▶ **Task prompt**:
Without skipping or changing anything, print all the entries.

▶ **Exercise data**:
--------------------
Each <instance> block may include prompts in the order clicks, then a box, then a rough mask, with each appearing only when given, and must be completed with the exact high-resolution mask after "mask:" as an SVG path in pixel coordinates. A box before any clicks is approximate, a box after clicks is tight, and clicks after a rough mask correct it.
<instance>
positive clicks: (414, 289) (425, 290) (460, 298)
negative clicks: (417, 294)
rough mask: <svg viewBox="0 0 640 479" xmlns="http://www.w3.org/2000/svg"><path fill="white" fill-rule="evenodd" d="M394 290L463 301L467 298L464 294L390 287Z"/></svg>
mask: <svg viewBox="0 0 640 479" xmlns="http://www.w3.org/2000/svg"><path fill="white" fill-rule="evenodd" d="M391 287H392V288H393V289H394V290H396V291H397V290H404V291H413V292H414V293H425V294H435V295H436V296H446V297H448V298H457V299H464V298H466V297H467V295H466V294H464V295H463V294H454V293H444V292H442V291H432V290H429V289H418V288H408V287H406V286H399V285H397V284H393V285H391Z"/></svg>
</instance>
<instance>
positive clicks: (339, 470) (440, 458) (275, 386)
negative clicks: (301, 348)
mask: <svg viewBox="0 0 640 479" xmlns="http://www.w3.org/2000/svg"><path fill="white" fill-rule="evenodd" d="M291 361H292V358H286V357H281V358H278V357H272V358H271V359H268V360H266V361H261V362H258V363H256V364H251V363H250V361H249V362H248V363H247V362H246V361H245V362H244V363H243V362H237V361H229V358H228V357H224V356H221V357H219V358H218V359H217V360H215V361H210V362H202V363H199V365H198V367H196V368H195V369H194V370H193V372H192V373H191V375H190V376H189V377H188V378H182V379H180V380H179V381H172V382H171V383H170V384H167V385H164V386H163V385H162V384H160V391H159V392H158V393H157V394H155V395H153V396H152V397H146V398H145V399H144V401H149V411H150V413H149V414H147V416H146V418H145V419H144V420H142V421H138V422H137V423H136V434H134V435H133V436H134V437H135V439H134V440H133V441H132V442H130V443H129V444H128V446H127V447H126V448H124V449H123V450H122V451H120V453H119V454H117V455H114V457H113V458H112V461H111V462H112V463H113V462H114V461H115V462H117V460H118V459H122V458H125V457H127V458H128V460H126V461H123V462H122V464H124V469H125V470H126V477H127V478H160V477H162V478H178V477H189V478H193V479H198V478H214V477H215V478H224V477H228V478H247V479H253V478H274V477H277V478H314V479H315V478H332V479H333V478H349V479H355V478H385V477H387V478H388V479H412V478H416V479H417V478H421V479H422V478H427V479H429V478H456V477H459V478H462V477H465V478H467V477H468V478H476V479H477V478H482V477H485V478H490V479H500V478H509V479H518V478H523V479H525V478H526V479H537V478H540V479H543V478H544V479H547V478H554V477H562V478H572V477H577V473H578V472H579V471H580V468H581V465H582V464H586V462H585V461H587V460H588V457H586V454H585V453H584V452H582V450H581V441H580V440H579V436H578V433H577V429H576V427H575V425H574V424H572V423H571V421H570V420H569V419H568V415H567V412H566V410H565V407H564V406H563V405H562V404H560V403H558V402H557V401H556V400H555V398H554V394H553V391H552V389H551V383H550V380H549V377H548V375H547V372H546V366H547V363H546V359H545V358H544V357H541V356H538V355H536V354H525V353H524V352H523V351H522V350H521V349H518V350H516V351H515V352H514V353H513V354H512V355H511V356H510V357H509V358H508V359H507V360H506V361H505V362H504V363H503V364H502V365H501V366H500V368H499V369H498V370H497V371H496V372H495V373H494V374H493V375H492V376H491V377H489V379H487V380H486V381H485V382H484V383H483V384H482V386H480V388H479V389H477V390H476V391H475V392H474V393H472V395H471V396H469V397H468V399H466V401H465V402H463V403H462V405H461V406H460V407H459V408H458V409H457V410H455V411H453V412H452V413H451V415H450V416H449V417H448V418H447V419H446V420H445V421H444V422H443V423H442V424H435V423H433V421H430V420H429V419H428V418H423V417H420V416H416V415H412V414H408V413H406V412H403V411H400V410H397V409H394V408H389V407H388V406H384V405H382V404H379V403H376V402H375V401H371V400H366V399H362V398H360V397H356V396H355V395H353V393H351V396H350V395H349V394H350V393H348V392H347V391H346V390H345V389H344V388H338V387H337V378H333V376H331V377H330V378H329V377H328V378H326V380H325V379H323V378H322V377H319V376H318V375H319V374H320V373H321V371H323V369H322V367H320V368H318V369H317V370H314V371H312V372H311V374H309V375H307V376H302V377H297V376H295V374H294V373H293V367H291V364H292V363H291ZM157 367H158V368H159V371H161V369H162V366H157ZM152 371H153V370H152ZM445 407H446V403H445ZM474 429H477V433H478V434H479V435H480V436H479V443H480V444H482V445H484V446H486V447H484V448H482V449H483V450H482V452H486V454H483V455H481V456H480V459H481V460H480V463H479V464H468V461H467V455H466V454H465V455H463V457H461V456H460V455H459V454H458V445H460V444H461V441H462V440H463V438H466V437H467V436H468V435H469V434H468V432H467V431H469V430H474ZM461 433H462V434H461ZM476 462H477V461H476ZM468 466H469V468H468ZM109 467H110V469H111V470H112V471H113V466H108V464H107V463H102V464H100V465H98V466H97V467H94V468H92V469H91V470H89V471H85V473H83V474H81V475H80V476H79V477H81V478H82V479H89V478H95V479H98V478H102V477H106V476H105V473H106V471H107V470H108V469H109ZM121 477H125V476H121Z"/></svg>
--------------------
▶ **The answer**:
Each <instance> block may include prompts in the order clicks, then a box, then a rough mask, with each appearing only when given, and must be completed with the exact high-resolution mask after "mask:" as an SVG path in pixel coordinates. A box before any clicks is approximate, a box after clicks is tight, and clicks after a rough mask correct it.
<instance>
positive clicks: (414, 289) (425, 290) (460, 298)
negative clicks: (417, 294)
rough mask: <svg viewBox="0 0 640 479" xmlns="http://www.w3.org/2000/svg"><path fill="white" fill-rule="evenodd" d="M394 290L463 301L467 298L464 294L390 287Z"/></svg>
mask: <svg viewBox="0 0 640 479" xmlns="http://www.w3.org/2000/svg"><path fill="white" fill-rule="evenodd" d="M391 287H392V288H393V289H394V290H396V291H397V290H404V291H413V292H414V293H425V294H435V295H436V296H446V297H448V298H457V299H464V298H466V297H467V295H466V294H464V295H463V294H454V293H444V292H442V291H432V290H429V289H418V288H408V287H406V286H399V285H397V284H393V285H391Z"/></svg>
</instance>
<instance>
positive clicks: (339, 470) (440, 458) (275, 386)
negative clicks: (301, 348)
mask: <svg viewBox="0 0 640 479" xmlns="http://www.w3.org/2000/svg"><path fill="white" fill-rule="evenodd" d="M291 361H292V358H286V357H281V358H278V357H272V358H271V359H268V360H266V361H261V362H258V363H256V364H251V363H250V361H249V362H248V363H247V362H246V361H245V362H244V363H243V362H237V361H229V358H228V357H224V356H221V357H219V358H218V359H217V360H215V361H210V362H202V363H199V365H198V367H196V368H195V369H194V370H193V372H192V373H191V375H190V376H189V377H188V378H182V379H180V380H179V381H172V382H171V383H170V384H167V385H164V386H163V385H162V384H160V391H159V392H158V393H157V394H155V395H153V396H152V397H146V398H145V399H144V401H149V411H150V413H149V414H147V416H146V418H145V419H144V420H142V421H138V422H137V423H136V434H134V435H133V436H134V437H135V439H134V440H133V441H132V442H130V443H129V444H128V446H127V447H126V448H124V449H123V450H122V451H120V453H119V454H117V455H114V457H113V458H112V461H111V462H112V463H113V462H114V461H115V462H117V460H118V459H122V458H125V457H127V458H128V460H126V461H123V462H122V464H124V469H125V470H126V477H127V478H160V477H162V478H178V477H189V478H193V479H198V478H214V477H215V478H224V477H228V478H247V479H253V478H274V477H277V478H314V479H315V478H332V479H333V478H349V479H355V478H385V477H387V478H388V479H412V478H416V479H417V478H421V479H422V478H427V479H429V478H456V477H459V478H462V477H465V478H467V477H468V478H476V479H477V478H482V477H485V478H490V479H500V478H509V479H518V478H523V479H525V478H526V479H537V478H540V479H543V478H544V479H547V478H554V477H562V478H572V477H577V473H578V472H579V471H580V468H581V465H582V464H586V462H585V461H587V460H588V457H586V454H585V453H584V452H582V450H581V441H580V440H579V436H578V433H577V429H576V427H575V425H574V424H572V423H571V421H570V420H569V419H568V415H567V412H566V410H565V407H564V406H563V405H562V404H560V403H558V402H557V401H556V400H555V398H554V394H553V391H552V389H551V383H550V380H549V377H548V375H547V372H546V366H547V363H546V359H545V358H544V357H541V356H538V355H536V354H525V353H524V352H523V351H522V350H521V349H518V350H516V351H515V352H514V353H513V354H512V355H511V356H510V357H509V358H508V359H507V360H506V361H505V362H504V363H503V364H502V365H501V366H500V368H499V369H498V370H497V371H496V372H495V373H494V374H493V375H492V376H491V377H489V379H487V380H486V381H485V382H484V383H483V384H482V386H480V388H479V389H477V390H476V391H475V392H474V393H472V395H471V396H469V397H468V399H466V401H465V402H463V403H462V405H461V406H460V407H459V408H458V409H457V410H455V411H453V412H452V413H451V415H450V416H449V417H448V418H447V419H446V420H445V421H444V422H443V423H442V424H435V423H433V421H430V420H429V419H428V418H423V417H420V416H416V415H412V414H408V413H406V412H403V411H400V410H397V409H394V408H389V407H388V406H384V405H382V404H379V403H376V402H375V401H371V400H366V399H362V398H360V397H356V396H355V395H353V393H351V396H350V395H349V394H350V393H348V392H347V391H346V390H345V389H344V388H338V387H337V378H333V376H331V377H330V378H329V377H328V378H326V380H325V379H323V378H322V377H319V376H318V375H319V374H320V373H321V371H323V369H322V367H320V368H318V369H317V370H314V371H312V372H311V374H309V375H307V376H302V377H297V376H295V374H294V373H293V367H291V364H292V363H291ZM157 367H158V368H159V371H161V369H162V366H157ZM152 371H153V370H152ZM445 407H446V403H445ZM474 429H477V433H478V434H479V435H480V436H479V443H480V444H482V445H484V446H486V447H484V448H482V449H483V450H482V452H486V454H483V455H481V456H480V459H481V460H480V463H479V464H468V461H467V455H466V454H465V455H463V457H461V456H460V455H459V454H458V445H460V444H461V441H462V440H463V438H466V437H467V436H468V435H469V434H468V432H467V431H469V430H474ZM461 433H462V434H461ZM476 462H477V461H476ZM468 466H469V468H468ZM109 467H110V469H111V470H112V471H113V466H108V464H107V463H102V464H100V465H98V466H97V467H94V468H92V469H91V470H89V471H85V473H83V474H81V475H80V476H79V477H81V478H82V479H89V478H95V479H98V478H102V477H106V476H105V473H106V471H107V470H108V469H109ZM121 477H125V476H121Z"/></svg>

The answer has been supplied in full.